> RECORD EXCERPTS

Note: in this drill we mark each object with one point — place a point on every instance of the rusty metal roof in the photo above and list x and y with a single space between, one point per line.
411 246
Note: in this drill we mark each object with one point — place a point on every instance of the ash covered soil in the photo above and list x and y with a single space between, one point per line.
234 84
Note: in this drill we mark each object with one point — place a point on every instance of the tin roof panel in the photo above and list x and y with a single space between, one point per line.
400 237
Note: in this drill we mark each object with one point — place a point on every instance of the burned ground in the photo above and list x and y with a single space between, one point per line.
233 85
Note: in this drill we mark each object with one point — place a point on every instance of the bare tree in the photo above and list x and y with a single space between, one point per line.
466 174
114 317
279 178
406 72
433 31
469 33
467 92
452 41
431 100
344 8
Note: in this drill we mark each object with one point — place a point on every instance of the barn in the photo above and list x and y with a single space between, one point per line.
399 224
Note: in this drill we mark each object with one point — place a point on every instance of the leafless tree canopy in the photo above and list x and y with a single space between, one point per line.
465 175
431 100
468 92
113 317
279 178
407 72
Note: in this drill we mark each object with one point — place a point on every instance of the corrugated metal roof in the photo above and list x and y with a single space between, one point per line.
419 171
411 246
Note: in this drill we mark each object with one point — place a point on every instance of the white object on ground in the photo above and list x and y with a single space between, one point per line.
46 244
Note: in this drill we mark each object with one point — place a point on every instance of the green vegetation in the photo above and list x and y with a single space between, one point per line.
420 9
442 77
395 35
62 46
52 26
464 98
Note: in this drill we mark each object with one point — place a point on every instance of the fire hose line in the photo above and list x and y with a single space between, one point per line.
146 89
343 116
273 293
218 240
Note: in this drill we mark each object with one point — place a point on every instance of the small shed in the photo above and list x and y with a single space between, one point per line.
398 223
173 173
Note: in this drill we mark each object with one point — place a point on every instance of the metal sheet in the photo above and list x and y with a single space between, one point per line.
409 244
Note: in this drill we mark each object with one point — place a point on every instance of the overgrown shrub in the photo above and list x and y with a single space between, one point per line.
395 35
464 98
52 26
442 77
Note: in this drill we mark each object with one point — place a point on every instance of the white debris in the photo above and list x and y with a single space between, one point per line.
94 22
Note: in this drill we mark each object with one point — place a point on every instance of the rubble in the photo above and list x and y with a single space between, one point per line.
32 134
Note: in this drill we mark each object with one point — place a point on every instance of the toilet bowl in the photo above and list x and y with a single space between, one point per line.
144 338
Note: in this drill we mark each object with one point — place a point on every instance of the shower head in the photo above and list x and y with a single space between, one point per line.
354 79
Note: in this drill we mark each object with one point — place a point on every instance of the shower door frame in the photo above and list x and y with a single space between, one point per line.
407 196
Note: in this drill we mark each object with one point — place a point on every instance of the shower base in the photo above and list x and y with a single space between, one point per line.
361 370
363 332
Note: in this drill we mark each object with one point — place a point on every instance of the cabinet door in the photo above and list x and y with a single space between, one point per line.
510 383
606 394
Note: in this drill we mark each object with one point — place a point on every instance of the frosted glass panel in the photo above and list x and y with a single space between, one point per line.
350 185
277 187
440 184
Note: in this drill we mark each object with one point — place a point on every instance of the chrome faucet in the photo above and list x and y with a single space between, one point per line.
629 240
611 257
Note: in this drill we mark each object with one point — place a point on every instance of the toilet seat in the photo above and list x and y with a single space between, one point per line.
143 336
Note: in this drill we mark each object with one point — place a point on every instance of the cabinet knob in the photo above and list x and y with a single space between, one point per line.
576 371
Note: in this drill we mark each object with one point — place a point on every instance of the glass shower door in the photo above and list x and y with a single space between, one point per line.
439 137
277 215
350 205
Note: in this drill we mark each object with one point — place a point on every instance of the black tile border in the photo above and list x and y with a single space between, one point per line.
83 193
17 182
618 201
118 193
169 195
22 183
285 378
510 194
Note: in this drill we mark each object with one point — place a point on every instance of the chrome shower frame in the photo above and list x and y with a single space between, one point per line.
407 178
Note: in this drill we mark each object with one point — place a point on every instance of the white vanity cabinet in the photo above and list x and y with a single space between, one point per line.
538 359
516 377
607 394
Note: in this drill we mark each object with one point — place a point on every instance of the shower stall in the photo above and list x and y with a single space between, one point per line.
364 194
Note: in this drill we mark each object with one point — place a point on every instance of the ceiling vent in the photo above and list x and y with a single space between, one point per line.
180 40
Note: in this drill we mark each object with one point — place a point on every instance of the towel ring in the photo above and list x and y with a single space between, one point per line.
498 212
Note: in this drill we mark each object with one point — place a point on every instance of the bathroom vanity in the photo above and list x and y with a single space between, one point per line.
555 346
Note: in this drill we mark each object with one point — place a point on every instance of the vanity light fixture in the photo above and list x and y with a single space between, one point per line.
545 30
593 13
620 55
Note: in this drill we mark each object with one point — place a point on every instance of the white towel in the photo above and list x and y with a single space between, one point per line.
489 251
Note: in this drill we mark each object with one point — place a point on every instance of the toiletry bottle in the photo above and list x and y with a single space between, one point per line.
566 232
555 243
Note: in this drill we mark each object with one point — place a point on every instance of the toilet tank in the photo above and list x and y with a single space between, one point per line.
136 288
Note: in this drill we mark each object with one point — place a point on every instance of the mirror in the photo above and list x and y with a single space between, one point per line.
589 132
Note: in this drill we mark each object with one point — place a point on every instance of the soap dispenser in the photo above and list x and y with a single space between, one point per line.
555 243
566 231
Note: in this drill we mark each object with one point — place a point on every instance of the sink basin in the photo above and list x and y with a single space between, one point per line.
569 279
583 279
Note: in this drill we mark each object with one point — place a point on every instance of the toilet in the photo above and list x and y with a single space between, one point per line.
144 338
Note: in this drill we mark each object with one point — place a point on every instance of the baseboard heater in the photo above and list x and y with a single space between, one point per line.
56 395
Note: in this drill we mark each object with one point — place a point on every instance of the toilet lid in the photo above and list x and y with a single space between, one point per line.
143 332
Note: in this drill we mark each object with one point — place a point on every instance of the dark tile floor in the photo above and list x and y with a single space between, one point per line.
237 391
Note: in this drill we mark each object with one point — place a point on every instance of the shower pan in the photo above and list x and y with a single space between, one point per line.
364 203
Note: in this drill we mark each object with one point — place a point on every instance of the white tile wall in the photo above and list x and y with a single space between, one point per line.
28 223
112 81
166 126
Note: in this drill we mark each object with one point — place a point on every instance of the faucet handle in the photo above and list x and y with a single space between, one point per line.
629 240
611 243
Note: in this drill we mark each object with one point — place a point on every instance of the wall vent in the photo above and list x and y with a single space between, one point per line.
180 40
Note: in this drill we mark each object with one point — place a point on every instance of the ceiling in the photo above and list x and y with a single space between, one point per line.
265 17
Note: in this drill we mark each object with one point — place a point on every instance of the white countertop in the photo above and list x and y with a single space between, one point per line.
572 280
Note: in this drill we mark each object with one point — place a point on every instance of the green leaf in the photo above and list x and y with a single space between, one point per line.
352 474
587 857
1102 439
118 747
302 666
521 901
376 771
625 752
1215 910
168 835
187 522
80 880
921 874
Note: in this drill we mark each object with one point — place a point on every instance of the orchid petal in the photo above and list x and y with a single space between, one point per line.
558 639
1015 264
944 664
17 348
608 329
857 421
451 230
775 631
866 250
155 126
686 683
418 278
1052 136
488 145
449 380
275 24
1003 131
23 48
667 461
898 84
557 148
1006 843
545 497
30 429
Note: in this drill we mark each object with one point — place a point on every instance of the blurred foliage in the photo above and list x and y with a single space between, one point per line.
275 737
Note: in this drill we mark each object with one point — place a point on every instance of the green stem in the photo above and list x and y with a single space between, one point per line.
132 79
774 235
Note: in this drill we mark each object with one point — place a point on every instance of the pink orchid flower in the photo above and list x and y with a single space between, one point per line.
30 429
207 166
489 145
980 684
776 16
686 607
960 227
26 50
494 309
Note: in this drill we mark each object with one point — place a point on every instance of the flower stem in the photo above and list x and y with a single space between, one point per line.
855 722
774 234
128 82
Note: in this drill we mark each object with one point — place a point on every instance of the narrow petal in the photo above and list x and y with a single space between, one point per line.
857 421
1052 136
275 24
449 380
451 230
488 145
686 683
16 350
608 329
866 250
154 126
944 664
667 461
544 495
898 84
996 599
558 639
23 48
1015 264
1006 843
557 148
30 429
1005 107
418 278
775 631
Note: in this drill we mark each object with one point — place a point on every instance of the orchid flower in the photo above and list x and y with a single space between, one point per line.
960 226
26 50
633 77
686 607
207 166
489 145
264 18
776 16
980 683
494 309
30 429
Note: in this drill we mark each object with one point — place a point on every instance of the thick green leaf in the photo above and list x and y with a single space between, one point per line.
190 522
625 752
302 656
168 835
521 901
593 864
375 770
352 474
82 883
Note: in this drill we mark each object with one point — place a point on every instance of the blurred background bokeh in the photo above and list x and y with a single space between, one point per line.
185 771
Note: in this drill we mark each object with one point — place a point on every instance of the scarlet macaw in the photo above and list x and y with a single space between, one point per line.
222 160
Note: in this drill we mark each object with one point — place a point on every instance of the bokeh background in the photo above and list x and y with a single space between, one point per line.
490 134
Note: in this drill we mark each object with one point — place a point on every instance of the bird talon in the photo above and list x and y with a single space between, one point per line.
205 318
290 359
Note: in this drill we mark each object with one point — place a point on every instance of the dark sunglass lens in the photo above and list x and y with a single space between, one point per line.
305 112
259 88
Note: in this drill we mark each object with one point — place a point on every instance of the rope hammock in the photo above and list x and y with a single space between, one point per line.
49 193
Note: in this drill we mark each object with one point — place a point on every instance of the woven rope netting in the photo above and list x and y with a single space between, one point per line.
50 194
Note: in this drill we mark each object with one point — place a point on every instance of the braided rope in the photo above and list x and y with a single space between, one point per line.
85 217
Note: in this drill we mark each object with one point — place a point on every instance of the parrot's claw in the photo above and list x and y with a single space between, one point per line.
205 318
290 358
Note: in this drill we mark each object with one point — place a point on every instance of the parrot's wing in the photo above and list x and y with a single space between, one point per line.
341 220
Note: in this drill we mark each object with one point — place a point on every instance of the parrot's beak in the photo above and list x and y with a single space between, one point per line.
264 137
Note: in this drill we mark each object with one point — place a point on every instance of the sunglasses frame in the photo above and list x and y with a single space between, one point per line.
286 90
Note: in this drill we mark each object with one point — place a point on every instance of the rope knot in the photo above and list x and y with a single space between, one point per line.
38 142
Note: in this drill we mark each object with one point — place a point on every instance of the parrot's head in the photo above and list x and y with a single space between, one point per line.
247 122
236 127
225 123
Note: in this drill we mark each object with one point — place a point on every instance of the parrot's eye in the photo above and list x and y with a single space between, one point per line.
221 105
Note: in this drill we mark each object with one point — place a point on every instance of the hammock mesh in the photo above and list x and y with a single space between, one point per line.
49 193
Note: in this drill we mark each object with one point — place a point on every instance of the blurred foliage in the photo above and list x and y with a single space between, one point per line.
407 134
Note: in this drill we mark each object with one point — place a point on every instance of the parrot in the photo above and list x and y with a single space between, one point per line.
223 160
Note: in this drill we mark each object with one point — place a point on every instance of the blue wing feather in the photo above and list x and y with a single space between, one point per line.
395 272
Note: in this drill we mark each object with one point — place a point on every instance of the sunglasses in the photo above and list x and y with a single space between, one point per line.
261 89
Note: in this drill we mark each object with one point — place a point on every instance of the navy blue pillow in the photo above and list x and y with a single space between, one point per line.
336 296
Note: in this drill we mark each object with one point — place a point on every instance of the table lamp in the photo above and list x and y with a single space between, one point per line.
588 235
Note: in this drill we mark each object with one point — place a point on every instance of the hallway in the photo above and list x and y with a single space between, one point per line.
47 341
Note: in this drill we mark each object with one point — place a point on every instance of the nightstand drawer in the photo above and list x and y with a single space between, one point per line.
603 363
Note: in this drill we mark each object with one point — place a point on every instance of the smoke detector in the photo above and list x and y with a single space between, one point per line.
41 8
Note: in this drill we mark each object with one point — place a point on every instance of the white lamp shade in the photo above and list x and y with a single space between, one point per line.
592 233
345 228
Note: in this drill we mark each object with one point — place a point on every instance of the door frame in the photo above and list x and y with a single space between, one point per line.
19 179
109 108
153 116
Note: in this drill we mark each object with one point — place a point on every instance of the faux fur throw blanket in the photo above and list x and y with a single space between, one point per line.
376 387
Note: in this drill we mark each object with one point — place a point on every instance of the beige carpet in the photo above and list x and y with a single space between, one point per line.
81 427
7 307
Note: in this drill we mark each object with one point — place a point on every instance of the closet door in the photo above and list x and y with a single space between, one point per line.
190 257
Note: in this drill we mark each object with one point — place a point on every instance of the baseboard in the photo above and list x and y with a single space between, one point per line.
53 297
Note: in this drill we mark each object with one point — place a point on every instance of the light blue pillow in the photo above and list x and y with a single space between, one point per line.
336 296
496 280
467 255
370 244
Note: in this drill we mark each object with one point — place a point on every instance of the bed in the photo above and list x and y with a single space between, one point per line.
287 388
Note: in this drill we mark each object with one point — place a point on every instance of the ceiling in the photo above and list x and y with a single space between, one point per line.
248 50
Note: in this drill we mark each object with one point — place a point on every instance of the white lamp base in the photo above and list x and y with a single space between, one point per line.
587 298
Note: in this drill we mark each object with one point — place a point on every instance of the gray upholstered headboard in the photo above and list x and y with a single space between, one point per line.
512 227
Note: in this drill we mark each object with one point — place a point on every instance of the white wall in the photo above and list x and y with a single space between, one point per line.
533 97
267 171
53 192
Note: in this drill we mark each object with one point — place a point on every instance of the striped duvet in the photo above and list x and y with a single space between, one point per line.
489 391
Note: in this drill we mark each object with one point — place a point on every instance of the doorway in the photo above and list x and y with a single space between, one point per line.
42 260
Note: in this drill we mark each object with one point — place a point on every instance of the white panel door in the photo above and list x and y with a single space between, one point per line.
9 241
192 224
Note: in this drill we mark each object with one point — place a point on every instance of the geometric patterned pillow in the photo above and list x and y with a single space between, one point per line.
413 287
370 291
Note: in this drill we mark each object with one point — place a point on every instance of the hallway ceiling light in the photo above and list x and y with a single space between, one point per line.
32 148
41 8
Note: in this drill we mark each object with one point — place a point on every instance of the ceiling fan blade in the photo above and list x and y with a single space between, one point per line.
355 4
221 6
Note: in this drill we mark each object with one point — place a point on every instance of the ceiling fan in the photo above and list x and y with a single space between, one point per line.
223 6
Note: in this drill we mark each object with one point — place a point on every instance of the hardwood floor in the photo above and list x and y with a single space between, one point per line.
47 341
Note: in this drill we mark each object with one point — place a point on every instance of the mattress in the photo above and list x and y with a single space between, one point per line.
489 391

> WHAT YOU NEED TO DO
Reproduce the material above word for word, from the line that contains "ceiling fan in" through the final line, including both.

> ANSWER IN FULL
Note: in this drill we mark each object with one point — place a point on every instance of the ceiling fan in the photo above and list x and y with a single space between, one point per line.
223 6
Note: in this drill we mark each object with one point — place a point on every instance of the hardwood floor in the photo above and list x and y with a single space between, one point per line.
47 341
Note: in this drill we mark each object with one point — place a point on every instance of the mattress in the photo above and list x and y with a single space between, one point per line.
489 391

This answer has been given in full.